TO DO -> Copy the listing below, replacing "indicate" with "mark" throughout and keeping everything else identical. Leave out the pictures.

RECORDS TO USE ->
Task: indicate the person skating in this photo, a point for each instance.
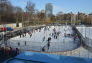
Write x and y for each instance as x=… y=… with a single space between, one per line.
x=48 y=44
x=44 y=38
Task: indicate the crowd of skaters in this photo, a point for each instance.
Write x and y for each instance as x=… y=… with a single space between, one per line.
x=8 y=51
x=55 y=34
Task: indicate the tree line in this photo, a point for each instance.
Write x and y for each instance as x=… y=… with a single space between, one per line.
x=13 y=14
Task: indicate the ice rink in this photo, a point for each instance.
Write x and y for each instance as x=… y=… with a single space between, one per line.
x=62 y=39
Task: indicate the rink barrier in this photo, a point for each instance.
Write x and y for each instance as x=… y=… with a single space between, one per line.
x=84 y=41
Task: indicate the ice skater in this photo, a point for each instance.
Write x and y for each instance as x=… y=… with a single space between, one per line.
x=44 y=38
x=25 y=43
x=48 y=44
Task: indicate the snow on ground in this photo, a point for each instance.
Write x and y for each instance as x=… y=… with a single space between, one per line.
x=36 y=42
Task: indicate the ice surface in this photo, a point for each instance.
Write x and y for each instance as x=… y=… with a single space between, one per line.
x=36 y=42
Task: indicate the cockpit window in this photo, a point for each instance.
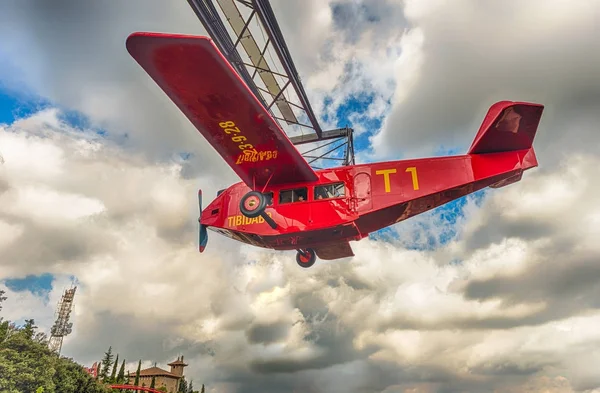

REPLY ->
Task: mark the person skating in this photo, a point for each instance.
Write x and y for each instance as x=… y=… with a single space between, one per line.
x=48 y=44
x=44 y=38
Task: mark the crowd of skaters in this photo, a point for each instance.
Write x and y for each instance as x=… y=… with a single space between, one per line.
x=8 y=51
x=55 y=34
Task: mark the tree line in this photo, a point for each instance.
Write x and y for each instance as x=… y=… with a single space between, one per line.
x=13 y=14
Task: mark the ice rink in this photo, a point for each instance.
Write x and y for each instance as x=… y=… with a single space between, one per line.
x=62 y=39
Task: mark the rink barrier in this photo, a point for each instance.
Write x and y for each instance as x=… y=… with a single space between, one per line.
x=84 y=41
Task: mark the ice skater in this photo, a point for each instance.
Write x and y for each instance as x=… y=… with a single space between, one per line.
x=44 y=38
x=25 y=43
x=48 y=44
Task: mark the snow on ground in this photo, a point for each instance.
Write x and y for each instance as x=… y=… with a single space between, one per line.
x=36 y=42
Task: mark the ice surface in this photo, a point for each instance.
Write x and y for each instance as x=… y=… with a single space between, one per line.
x=36 y=42
Task: mark the cockpit window in this photo, a point for each instance.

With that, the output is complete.